Estratto fornito ::
────────────────────────────────────────

Il Partito Democratico e il manuale dell’autolesionismo
Altra grana per Matteo Renzi a pochi giorni dall’elezione del Presidente della Repubblica: Cofferati lascia il Partito Democratico in polemica con lo svolgimento delle primarie in Liguria
di Marco Assab
L’autolesionismo senza confini del Partito Demoratico non poteva non partorire una nuova creatura a meno di 10 giorni dall’elezione del Presidente della Repubblica. Il caso Cofferati è altra benzina sul fuoco dello scontro, oramai palese, tra la minoranza PD e la segreteria a guida Renzi. Non si tratta più di fisiologica dialettica interna, si ha altresì l’impressione che coesistano due partiti nel PD, uno di maggioranza l’altro di opposizione, ed il secondo non fa sconti al primo perfino nei voti in parlamento, nella presentazione di emendamenti e in altre simili iniziative ostruzionistiche.
Il tema sono le primarie in Liguria: vince la renziana Raffaella Paita, ma infuriano le polemiche. Sergio Cofferati, come ha spiegato a Repubblica, da tempo avrebbe informato la Serracchiani e Guerini (i vice di Renzi) circa i rischi che si correvano e le irregolarità che si sarebbero potute verificare. Cofferati parla di voto inquinato, di partecipazione alle urne di elettori del centrodestra, di personaggi definiti “fascistoni non pentiti”, ma anche di persone in odor di mafia. L’ex leader della CGIL lamenta anche la presenza ai seggi di stranieri, fatti appositamente convogliare in cambio di una manciata di euro, per votare in modo pressoché inconsapevole. In ultimo Cofferati sostiene di non aver mai ricevuto una risposta dai vertici del partito. Decide dunque il 17 Gennaio di lasciare la formazione politica che lui stesso aveva contribuito a creare.
Sul fronte segreteria invece la risposta all’uscita di Cofferati dal PD si può individuare nelle parole che la Serracchiani ha rilasciato a Repubblica Tv: “Sono personalmente dispiaciuta, devo però sottolineare che è stato fatto un lavoro serio e attento, da parte della commissione di garanzia, che ricordo è presieduta da un ex giudice costituzionale. Sappiamo che sono stati esaminati tutti i voti e ne sono stati annullati 4000, sia alla Paita che a Cofferati”. Poi l’affondo: “Io credo che non si possa far parte di una comunità politica dicendo se vinco resto, se perdo me ne vado”.
La minoranza democratica, già recalcitrante sul tema riforme e poco incline ad assecondare incondizionatamente le scelte del segretario sull’elezione del PDR, si è subito schierata in difesa di Sergio Cofferati e non ha esitato a tirare in ballo proprio l’imminente elezione presidenziale. Fassina a Rainews 24 ha affermato che il modo sbrigativo e offensivo, per la dignità di Cofferati, con il quale la sua scelta è stata trattata, peserà sul quirinale.
Ora, si può certamente osservare l’inopportunità della scelta di Cofferati (peraltro anche parlamentare europeo) in un momento così delicato per il suo Partito. Come avevamo già evidenziato in questa sede, l’elezione del Presidente della Repubblica è un passaggio importantissimo per Renzi e il PD, che si intreccia inevitabilmente con il difficile percorso delle riforme. In un quadro così incerto e complesso, autoinfliggersi altre “ferite”, causarsi da soli altri problemi, è qualcosa che proprio gli elettori non comprendono e biasimano fortemente.

────────────────────────────────────────

Materiale fornito ::
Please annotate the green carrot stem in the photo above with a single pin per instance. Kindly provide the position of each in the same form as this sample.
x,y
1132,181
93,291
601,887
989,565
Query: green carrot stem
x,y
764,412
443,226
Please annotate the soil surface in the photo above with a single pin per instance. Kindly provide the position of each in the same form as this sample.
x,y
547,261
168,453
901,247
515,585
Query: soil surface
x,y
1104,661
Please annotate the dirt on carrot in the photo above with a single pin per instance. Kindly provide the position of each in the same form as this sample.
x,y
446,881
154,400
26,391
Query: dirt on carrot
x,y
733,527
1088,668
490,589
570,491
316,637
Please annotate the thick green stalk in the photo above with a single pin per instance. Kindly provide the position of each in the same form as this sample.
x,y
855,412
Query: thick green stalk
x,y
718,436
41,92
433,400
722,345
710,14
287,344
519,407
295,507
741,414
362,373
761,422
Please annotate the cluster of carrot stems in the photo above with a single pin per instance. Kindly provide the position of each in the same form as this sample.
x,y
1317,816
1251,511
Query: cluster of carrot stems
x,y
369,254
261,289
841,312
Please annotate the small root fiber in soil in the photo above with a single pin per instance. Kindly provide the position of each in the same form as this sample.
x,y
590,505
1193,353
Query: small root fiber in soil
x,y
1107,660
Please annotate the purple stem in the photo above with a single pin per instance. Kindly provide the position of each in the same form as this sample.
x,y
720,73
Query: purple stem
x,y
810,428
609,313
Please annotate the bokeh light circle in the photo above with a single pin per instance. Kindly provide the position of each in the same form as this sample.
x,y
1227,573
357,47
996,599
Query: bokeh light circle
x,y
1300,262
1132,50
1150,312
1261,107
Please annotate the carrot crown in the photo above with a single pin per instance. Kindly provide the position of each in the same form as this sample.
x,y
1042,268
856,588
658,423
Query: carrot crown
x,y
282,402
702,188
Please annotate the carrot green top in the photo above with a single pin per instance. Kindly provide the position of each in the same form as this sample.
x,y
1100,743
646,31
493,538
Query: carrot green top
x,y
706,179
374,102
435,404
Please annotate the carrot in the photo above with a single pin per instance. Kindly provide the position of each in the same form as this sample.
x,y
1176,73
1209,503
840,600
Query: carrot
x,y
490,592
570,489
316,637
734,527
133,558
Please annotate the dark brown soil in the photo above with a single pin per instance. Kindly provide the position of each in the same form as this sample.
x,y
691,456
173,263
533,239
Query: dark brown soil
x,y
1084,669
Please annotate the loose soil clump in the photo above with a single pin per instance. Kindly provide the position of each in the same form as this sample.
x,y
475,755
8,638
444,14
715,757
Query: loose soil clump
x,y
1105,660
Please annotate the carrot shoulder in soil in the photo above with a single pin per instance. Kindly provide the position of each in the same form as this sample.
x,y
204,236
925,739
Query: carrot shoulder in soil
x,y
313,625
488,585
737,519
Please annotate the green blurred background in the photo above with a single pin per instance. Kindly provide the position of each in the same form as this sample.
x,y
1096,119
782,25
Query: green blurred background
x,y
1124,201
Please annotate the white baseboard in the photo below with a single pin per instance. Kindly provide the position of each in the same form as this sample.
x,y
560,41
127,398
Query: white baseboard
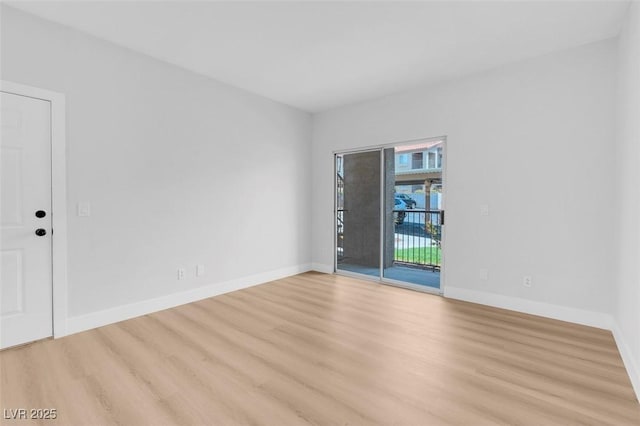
x,y
321,267
124,312
562,313
630,363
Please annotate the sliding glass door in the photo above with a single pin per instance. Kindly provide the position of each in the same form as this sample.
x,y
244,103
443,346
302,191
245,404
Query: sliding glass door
x,y
389,216
358,212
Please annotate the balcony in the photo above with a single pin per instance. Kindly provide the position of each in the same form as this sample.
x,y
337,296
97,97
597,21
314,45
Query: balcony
x,y
416,249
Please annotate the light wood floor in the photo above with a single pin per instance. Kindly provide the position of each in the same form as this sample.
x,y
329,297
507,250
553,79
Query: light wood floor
x,y
325,350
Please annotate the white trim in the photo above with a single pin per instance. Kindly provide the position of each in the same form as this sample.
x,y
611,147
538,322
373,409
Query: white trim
x,y
630,363
58,196
144,307
562,313
321,267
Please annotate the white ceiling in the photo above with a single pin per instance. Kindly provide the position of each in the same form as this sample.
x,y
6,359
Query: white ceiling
x,y
320,55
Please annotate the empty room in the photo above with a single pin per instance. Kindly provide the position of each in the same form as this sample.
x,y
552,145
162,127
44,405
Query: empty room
x,y
320,212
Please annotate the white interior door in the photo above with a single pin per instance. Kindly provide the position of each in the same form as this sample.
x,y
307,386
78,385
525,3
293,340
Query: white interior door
x,y
25,218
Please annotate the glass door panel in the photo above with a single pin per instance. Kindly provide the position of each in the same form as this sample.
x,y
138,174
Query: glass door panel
x,y
358,212
413,202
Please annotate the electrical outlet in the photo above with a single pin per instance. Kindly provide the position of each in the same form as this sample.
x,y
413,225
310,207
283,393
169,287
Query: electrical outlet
x,y
199,270
484,274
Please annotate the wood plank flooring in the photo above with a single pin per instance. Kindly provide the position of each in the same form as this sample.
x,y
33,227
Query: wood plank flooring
x,y
325,350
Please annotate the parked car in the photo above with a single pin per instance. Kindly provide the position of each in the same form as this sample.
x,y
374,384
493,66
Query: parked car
x,y
399,211
410,202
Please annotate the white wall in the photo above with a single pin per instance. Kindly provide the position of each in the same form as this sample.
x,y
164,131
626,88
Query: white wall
x,y
534,140
627,219
166,158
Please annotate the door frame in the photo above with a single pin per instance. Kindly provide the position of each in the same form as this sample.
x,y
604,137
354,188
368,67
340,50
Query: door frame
x,y
381,279
59,280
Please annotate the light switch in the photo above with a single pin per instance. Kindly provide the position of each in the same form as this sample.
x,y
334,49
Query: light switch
x,y
84,209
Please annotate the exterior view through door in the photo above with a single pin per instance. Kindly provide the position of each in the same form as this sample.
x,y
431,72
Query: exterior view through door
x,y
26,306
389,214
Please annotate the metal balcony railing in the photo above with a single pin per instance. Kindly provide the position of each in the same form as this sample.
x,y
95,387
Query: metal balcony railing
x,y
417,238
416,241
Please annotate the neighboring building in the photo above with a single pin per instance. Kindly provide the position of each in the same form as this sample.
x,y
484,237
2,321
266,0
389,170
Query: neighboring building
x,y
420,166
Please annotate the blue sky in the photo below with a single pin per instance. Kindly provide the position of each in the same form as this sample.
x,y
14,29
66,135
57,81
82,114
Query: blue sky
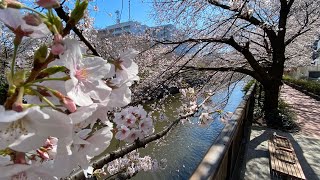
x,y
105,16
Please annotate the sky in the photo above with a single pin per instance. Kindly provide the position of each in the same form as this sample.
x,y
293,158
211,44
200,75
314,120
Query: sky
x,y
105,16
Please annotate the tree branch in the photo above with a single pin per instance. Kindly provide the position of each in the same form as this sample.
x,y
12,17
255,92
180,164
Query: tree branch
x,y
225,69
251,19
65,17
98,164
230,41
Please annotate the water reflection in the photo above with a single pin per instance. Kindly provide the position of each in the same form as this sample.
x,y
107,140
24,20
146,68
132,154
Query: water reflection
x,y
186,144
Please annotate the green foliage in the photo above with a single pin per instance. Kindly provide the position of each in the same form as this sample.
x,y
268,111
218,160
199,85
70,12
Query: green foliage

────────────────────────────────────────

Secondo l'articolo sul caso Cofferati, in quale giorno Cofferati decide di lasciare il Partito Democratico? Le righe non sono necessarie per svolgere il compito.

Risposta completa ::
Il 17 gennaio.